[Dataset entries]
↓

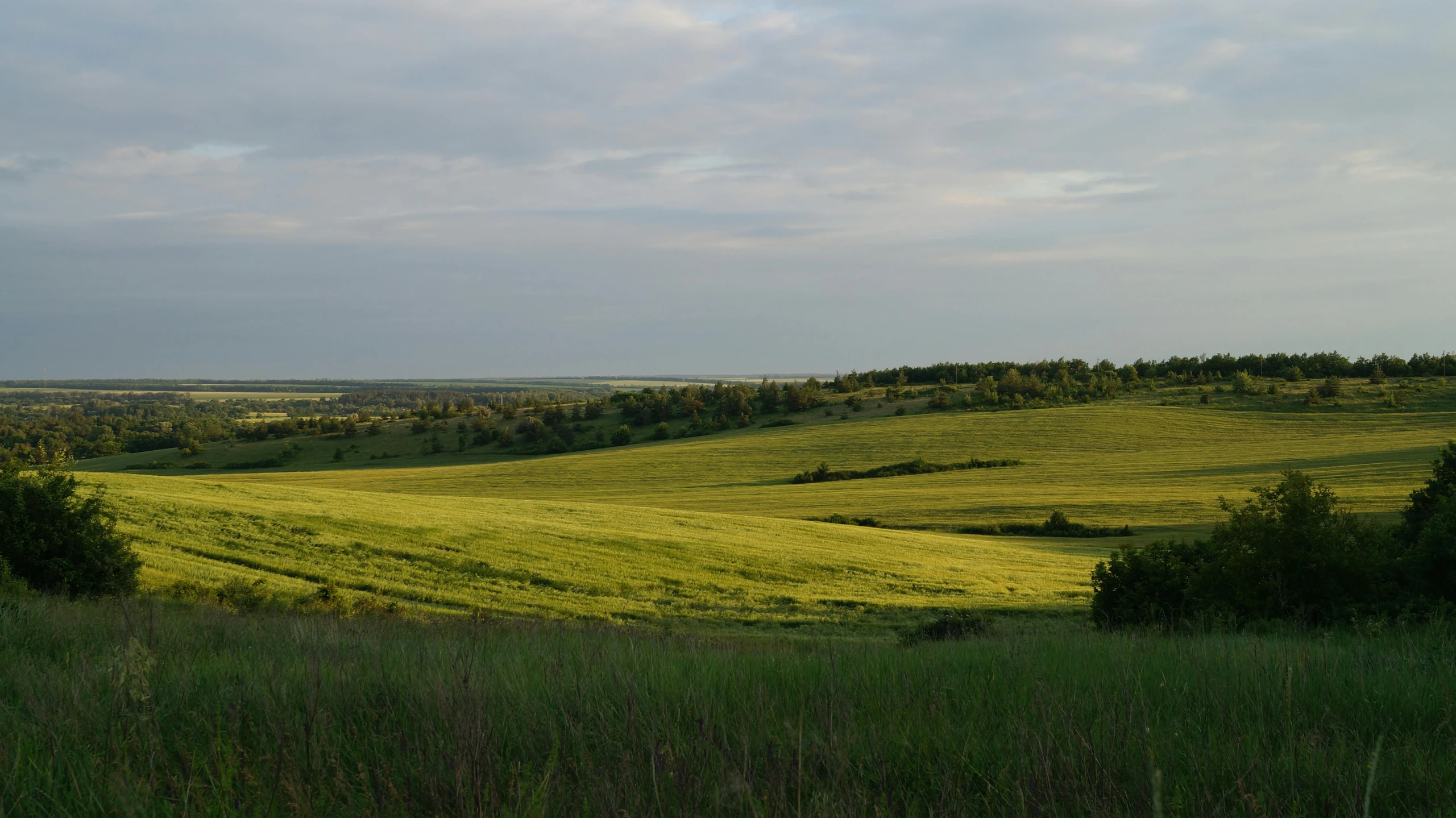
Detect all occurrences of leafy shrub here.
[1233,371,1259,395]
[900,611,992,645]
[794,457,1021,485]
[214,576,268,613]
[223,442,303,468]
[0,466,141,597]
[810,514,880,528]
[1092,472,1389,628]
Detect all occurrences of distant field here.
[0,386,343,400]
[89,475,1101,628]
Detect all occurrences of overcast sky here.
[0,0,1456,379]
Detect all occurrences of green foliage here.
[223,442,303,468]
[960,511,1133,538]
[810,514,880,528]
[0,467,141,597]
[0,596,1456,818]
[792,457,1021,485]
[1092,472,1395,626]
[1092,542,1213,628]
[1399,441,1456,543]
[1233,371,1259,395]
[900,610,992,645]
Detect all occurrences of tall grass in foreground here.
[0,600,1456,816]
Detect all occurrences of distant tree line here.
[1092,442,1456,628]
[792,457,1021,485]
[834,352,1456,392]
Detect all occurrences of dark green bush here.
[0,466,141,597]
[1092,444,1456,628]
[900,611,992,645]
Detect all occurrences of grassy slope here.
[14,600,1456,818]
[70,381,1456,624]
[90,466,1101,624]
[185,405,1456,534]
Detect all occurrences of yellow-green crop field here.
[73,393,1456,628]
[85,475,1098,628]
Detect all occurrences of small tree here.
[1233,371,1259,395]
[0,464,141,597]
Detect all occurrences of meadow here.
[0,591,1456,818]
[11,372,1456,818]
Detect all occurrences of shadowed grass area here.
[0,591,1456,818]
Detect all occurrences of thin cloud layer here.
[0,0,1456,377]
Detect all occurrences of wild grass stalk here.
[0,600,1456,816]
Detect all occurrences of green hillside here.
[97,405,1456,533]
[90,475,1101,628]
[70,375,1456,628]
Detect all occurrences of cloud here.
[0,0,1456,374]
[0,156,60,182]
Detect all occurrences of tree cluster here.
[1092,442,1456,628]
[836,352,1456,389]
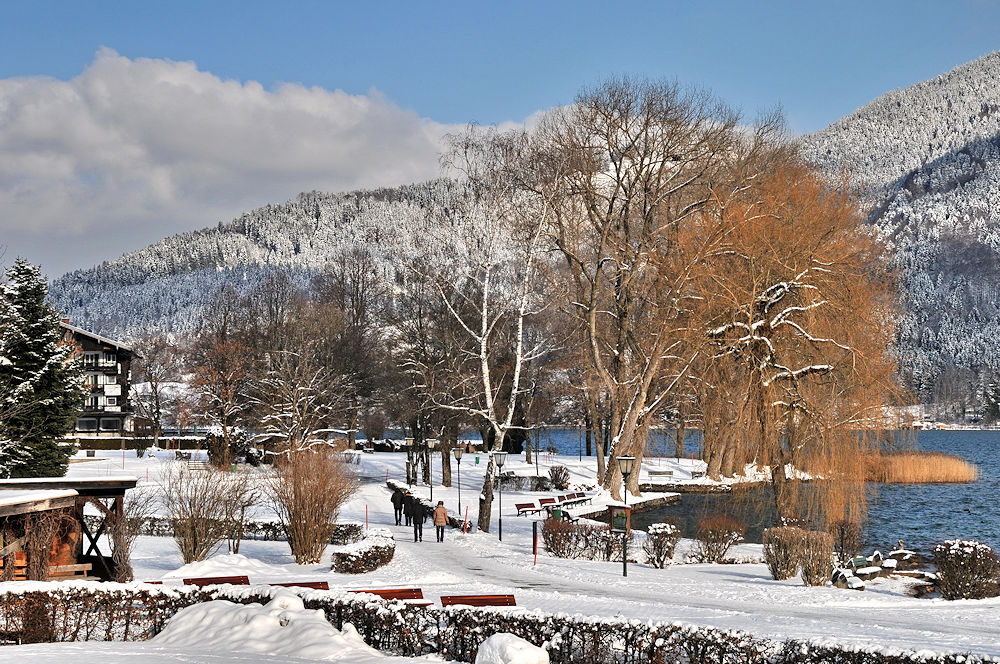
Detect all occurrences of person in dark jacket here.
[391,489,403,526]
[403,493,427,542]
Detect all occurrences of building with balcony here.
[60,318,134,438]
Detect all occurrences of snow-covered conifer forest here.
[52,53,1000,405]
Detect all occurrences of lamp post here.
[452,445,465,516]
[493,452,507,542]
[618,457,635,576]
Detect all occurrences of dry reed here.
[866,452,979,484]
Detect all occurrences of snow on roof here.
[0,488,77,507]
[59,321,133,351]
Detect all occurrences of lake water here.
[378,428,1000,551]
[528,429,1000,551]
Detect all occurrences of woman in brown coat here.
[434,500,448,542]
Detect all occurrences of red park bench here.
[271,581,330,590]
[184,576,250,588]
[441,595,517,606]
[348,588,433,606]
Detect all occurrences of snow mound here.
[162,553,287,579]
[476,632,549,664]
[152,591,382,662]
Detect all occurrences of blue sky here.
[7,0,1000,132]
[0,0,1000,276]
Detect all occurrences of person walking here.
[391,489,403,526]
[403,491,413,525]
[434,500,448,542]
[403,493,427,542]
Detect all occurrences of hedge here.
[0,581,997,664]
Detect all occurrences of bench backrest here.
[350,588,424,599]
[184,576,250,588]
[441,595,517,606]
[271,581,330,590]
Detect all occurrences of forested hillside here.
[52,53,1000,414]
[804,53,1000,410]
[52,180,458,339]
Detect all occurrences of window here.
[76,417,97,431]
[101,417,122,431]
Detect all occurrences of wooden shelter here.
[0,477,137,580]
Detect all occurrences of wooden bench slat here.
[184,576,250,588]
[348,588,424,599]
[271,581,330,590]
[441,595,517,606]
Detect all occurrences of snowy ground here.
[11,452,1000,661]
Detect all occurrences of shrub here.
[694,514,746,563]
[331,528,396,574]
[160,461,229,564]
[270,447,358,565]
[827,519,865,567]
[934,540,1000,599]
[642,523,681,569]
[549,466,569,491]
[764,526,806,581]
[802,530,833,586]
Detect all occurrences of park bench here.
[514,503,544,516]
[441,595,517,606]
[271,581,330,590]
[348,588,433,606]
[184,576,250,588]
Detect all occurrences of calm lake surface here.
[539,429,1000,551]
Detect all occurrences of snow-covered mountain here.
[51,53,1000,401]
[804,52,1000,400]
[51,179,460,339]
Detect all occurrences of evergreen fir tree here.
[0,258,83,477]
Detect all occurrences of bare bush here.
[827,519,865,567]
[694,515,746,563]
[764,526,806,581]
[270,448,358,565]
[110,489,156,583]
[549,466,569,491]
[802,530,833,586]
[160,462,236,564]
[642,523,681,569]
[934,540,1000,599]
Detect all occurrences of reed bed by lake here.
[866,452,979,484]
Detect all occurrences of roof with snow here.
[59,321,133,351]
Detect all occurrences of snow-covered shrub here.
[642,523,681,569]
[801,530,833,586]
[764,526,806,581]
[330,521,365,545]
[827,519,865,567]
[549,466,569,491]
[934,540,1000,599]
[693,514,746,563]
[331,528,396,574]
[542,519,633,562]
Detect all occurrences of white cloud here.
[0,49,455,276]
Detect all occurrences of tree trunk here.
[674,412,687,459]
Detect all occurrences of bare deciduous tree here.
[270,448,358,565]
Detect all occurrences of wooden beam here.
[0,492,76,517]
[0,537,25,558]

↑

Objective
Add 85 to every bounding box coordinate in the data, starting at the beginning and ending with the line containing "[89,475,1101,628]", both included. Write those lines out again with the requests unchanged, leaving out the pictures.

Result of the task
Detect all occurrences of leafy shrub here.
[1318,456,1344,480]
[985,696,1077,730]
[879,542,1106,570]
[299,661,353,698]
[308,527,388,553]
[85,551,226,682]
[895,599,965,613]
[1177,557,1474,713]
Detect all occurrences of distant field here.
[85,471,428,485]
[174,560,1186,713]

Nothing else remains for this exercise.